[TASK TO CARRY OUT]: How many lines in the entries below contain the word "highway"? Reply with the number alone.

[EXCERPTED RECORDS]:
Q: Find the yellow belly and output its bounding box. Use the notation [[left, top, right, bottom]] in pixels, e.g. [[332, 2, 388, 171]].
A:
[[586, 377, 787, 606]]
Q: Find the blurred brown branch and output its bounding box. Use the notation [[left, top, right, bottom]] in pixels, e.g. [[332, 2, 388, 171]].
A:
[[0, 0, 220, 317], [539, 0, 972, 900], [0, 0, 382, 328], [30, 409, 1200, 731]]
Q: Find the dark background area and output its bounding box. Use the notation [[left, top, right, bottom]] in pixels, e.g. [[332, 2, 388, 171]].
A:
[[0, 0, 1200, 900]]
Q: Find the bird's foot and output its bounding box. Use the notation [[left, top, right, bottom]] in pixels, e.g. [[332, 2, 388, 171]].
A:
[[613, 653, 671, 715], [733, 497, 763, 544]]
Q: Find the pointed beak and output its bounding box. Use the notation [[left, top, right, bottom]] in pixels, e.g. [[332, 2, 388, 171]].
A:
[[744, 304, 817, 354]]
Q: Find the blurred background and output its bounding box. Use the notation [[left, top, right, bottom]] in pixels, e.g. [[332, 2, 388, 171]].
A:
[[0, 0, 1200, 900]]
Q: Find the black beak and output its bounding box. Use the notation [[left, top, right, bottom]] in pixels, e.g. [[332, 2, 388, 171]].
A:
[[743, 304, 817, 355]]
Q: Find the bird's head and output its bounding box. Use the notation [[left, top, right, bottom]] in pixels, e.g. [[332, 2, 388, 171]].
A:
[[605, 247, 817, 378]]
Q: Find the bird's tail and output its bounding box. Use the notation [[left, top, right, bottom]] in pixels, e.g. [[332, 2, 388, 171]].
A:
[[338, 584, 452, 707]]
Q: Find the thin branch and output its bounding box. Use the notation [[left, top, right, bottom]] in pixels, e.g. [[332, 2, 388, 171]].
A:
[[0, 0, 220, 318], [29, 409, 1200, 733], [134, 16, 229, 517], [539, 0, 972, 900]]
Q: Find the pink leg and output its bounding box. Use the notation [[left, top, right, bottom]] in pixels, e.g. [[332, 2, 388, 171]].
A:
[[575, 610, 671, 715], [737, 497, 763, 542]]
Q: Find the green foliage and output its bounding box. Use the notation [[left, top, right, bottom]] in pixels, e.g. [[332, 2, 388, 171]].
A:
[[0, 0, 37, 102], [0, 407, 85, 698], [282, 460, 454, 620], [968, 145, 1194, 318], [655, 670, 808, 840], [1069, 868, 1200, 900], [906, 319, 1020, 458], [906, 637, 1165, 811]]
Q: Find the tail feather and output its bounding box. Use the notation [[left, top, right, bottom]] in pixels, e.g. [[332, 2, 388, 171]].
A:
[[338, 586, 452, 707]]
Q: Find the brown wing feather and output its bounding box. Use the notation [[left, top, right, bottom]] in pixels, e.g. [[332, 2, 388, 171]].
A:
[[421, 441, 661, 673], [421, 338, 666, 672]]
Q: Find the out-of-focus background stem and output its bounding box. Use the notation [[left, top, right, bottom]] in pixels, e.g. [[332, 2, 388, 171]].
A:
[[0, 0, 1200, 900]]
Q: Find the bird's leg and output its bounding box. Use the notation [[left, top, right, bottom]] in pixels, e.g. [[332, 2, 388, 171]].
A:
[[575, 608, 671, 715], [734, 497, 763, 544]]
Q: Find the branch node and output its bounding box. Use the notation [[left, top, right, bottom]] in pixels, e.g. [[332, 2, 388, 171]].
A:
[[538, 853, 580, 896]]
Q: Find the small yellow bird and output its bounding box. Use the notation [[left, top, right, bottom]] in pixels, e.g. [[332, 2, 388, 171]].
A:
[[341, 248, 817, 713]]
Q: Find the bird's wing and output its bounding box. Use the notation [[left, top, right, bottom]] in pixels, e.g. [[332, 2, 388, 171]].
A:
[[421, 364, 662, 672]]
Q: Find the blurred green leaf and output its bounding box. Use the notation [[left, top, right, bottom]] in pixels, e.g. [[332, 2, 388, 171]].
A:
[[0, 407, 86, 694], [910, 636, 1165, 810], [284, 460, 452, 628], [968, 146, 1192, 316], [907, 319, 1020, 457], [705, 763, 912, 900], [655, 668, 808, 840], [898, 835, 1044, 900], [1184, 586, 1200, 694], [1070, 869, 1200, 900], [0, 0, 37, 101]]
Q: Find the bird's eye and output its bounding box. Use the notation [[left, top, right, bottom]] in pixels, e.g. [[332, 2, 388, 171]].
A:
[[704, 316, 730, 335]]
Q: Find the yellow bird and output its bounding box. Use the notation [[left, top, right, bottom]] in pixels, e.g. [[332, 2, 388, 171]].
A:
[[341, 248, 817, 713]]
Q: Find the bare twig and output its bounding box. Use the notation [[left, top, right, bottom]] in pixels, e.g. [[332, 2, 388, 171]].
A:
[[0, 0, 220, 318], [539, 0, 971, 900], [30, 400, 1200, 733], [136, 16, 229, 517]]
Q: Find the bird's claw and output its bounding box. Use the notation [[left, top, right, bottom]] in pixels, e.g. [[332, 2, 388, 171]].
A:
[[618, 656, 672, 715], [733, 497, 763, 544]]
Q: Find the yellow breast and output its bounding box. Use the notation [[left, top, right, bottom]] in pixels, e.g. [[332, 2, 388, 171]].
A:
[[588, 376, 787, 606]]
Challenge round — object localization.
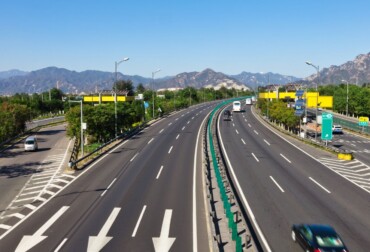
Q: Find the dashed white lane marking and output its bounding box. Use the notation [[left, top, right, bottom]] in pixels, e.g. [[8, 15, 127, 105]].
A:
[[131, 205, 146, 237], [270, 176, 284, 192], [280, 153, 292, 164], [252, 152, 259, 162], [309, 177, 330, 193], [130, 153, 139, 162], [155, 165, 163, 179]]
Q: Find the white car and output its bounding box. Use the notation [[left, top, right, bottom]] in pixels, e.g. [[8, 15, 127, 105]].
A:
[[332, 124, 343, 134]]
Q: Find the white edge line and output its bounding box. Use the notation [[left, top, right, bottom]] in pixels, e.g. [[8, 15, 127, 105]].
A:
[[100, 178, 117, 197], [270, 176, 284, 192], [54, 238, 68, 252], [251, 109, 370, 193], [155, 165, 163, 179], [309, 177, 330, 193], [217, 110, 271, 252], [0, 137, 129, 240], [131, 205, 146, 237], [192, 112, 213, 252]]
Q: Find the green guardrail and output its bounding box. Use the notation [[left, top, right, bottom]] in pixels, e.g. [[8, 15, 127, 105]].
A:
[[208, 98, 243, 252], [333, 116, 370, 134]]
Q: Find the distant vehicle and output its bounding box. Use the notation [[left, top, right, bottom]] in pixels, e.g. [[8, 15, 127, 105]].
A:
[[233, 101, 242, 112], [24, 136, 39, 151], [224, 109, 231, 121], [332, 124, 343, 134], [292, 224, 348, 252]]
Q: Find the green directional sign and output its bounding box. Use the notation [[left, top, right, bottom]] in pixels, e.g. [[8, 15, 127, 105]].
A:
[[321, 112, 333, 140]]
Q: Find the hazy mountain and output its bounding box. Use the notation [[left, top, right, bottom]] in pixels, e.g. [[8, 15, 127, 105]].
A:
[[305, 53, 370, 85], [155, 68, 249, 90], [230, 72, 301, 89], [0, 69, 28, 79], [0, 67, 150, 95]]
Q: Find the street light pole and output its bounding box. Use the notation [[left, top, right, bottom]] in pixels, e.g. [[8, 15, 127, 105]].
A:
[[306, 61, 320, 141], [152, 69, 161, 118], [114, 58, 130, 138], [342, 80, 348, 116], [69, 100, 84, 157]]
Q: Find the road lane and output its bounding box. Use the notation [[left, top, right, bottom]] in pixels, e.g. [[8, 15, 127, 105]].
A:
[[220, 105, 370, 251], [0, 103, 215, 251]]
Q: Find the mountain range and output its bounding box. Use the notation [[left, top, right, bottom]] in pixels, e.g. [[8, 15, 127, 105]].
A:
[[0, 53, 370, 95]]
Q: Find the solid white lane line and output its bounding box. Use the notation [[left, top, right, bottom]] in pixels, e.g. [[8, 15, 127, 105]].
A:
[[131, 205, 146, 237], [309, 177, 330, 193], [217, 110, 271, 252], [130, 153, 139, 162], [54, 238, 68, 252], [270, 176, 284, 192], [155, 165, 163, 179], [252, 152, 259, 162], [280, 153, 292, 164], [100, 178, 117, 197]]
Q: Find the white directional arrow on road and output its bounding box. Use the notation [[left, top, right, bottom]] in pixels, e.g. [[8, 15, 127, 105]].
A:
[[15, 206, 69, 252], [153, 209, 176, 252], [87, 207, 121, 252]]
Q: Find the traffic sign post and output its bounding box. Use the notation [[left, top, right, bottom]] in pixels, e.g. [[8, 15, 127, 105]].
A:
[[321, 112, 333, 141]]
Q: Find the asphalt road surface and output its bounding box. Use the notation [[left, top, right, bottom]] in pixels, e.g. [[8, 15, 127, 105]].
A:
[[0, 104, 214, 251], [219, 104, 370, 251]]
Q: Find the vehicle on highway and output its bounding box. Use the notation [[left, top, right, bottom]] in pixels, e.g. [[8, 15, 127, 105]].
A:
[[24, 136, 39, 151], [332, 124, 343, 134], [292, 224, 348, 252], [233, 101, 242, 112], [224, 109, 231, 121]]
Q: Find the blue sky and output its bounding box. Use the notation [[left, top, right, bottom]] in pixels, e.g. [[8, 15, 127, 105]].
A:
[[0, 0, 370, 77]]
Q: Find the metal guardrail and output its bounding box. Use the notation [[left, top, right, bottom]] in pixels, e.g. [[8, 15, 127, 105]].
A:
[[333, 116, 370, 135]]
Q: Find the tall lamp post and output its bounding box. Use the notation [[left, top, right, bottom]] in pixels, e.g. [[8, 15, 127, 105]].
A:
[[114, 57, 130, 138], [306, 61, 320, 141], [152, 69, 161, 118], [342, 80, 348, 116], [69, 100, 84, 157]]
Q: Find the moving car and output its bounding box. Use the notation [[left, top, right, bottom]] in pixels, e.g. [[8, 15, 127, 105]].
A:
[[332, 124, 343, 134], [224, 109, 231, 121], [24, 136, 39, 151], [292, 224, 348, 252], [233, 101, 242, 112]]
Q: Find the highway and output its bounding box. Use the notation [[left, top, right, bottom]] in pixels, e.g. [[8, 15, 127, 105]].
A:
[[219, 106, 370, 251], [0, 104, 214, 251], [0, 124, 72, 226]]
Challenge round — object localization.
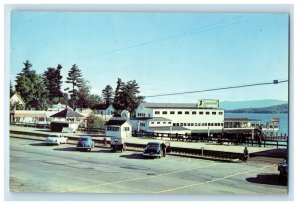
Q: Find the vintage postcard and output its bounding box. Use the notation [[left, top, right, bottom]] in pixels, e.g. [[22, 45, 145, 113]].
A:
[[9, 10, 290, 200]]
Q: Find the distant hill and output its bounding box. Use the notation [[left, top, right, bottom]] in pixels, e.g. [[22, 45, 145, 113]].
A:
[[220, 99, 288, 110], [226, 103, 289, 113]]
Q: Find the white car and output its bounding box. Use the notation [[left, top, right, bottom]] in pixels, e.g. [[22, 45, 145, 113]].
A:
[[45, 134, 68, 145]]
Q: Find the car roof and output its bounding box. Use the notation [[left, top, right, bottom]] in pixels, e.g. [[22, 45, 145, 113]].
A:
[[80, 136, 92, 138], [48, 134, 61, 137], [148, 142, 160, 145]]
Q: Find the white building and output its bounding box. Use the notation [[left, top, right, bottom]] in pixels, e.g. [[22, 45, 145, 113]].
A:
[[105, 118, 132, 138], [10, 92, 26, 109], [94, 104, 115, 121], [131, 99, 224, 134], [75, 108, 93, 117]]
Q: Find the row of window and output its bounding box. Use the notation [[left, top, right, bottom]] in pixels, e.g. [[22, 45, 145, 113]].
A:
[[151, 121, 171, 125], [106, 127, 130, 132], [148, 122, 223, 127], [154, 111, 223, 115], [173, 122, 223, 127]]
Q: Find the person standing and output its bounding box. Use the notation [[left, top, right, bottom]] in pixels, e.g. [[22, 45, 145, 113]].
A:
[[161, 142, 167, 157], [244, 147, 249, 162]]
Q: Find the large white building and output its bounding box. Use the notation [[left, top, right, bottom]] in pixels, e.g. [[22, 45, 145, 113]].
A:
[[131, 99, 224, 134]]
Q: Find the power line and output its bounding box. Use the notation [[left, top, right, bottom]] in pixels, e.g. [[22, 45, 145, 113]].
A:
[[77, 15, 267, 60], [145, 79, 288, 98]]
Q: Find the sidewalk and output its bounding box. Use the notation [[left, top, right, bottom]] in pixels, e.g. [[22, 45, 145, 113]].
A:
[[10, 126, 275, 154]]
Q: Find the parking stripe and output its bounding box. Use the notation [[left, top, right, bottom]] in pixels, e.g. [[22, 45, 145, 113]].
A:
[[61, 163, 216, 192], [154, 164, 276, 194]]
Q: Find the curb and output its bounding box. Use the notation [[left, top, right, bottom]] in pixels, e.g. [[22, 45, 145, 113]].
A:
[[10, 134, 241, 163]]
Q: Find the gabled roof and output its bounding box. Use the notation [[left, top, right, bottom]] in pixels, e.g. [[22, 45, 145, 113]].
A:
[[50, 108, 84, 118], [105, 119, 127, 126], [93, 104, 110, 110], [141, 103, 198, 109], [224, 117, 261, 122], [10, 92, 25, 104]]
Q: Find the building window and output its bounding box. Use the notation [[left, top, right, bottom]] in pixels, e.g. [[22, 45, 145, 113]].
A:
[[107, 127, 120, 132]]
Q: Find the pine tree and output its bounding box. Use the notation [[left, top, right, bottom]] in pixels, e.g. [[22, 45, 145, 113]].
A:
[[113, 78, 125, 114], [66, 64, 82, 109], [102, 85, 114, 105], [15, 60, 47, 110], [113, 78, 144, 114], [43, 64, 62, 101]]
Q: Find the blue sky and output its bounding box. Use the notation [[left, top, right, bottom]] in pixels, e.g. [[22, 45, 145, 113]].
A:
[[10, 11, 289, 103]]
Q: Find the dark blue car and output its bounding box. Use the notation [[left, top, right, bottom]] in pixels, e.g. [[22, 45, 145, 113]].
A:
[[77, 136, 95, 151]]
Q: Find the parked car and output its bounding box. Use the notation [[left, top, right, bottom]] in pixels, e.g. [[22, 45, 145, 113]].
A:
[[77, 136, 95, 151], [278, 160, 288, 177], [143, 142, 163, 158], [45, 134, 68, 145]]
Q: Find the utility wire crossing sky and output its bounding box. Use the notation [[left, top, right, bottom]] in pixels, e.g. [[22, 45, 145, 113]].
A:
[[10, 11, 289, 102]]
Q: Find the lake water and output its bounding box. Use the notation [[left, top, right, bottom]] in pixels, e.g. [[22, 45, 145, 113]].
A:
[[225, 112, 289, 135]]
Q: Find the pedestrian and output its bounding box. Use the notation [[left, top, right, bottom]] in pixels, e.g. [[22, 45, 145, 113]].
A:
[[161, 142, 167, 157], [244, 147, 249, 162], [103, 137, 107, 146]]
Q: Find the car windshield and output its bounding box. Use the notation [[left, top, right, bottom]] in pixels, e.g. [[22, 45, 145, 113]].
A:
[[147, 144, 159, 148]]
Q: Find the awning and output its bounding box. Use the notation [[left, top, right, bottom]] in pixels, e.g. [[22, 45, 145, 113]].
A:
[[14, 113, 47, 118]]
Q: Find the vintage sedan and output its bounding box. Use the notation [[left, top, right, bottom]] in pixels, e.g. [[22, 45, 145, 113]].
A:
[[45, 134, 68, 145], [143, 142, 163, 158], [278, 160, 288, 178], [76, 136, 95, 151]]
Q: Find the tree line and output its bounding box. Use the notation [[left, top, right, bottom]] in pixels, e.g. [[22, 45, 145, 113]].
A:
[[10, 60, 144, 115]]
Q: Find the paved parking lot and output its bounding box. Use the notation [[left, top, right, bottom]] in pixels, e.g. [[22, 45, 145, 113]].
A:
[[9, 138, 288, 197]]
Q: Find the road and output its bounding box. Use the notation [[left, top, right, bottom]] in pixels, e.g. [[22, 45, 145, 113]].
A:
[[9, 138, 288, 196]]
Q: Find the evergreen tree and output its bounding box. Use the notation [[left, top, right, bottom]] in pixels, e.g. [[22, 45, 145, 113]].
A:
[[15, 60, 47, 110], [113, 78, 144, 114], [43, 64, 62, 102], [76, 79, 102, 108], [113, 78, 125, 114], [9, 81, 15, 96], [102, 85, 114, 105], [66, 64, 82, 109], [125, 80, 144, 114]]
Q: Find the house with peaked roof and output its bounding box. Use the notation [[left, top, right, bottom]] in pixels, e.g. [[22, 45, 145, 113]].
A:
[[10, 92, 26, 110], [131, 99, 224, 134], [105, 118, 132, 138], [94, 104, 115, 121], [50, 108, 85, 130]]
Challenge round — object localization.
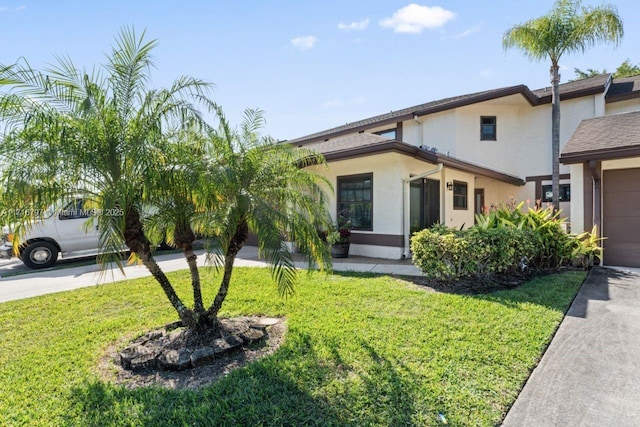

[RESULT FOR THIS TASK]: 2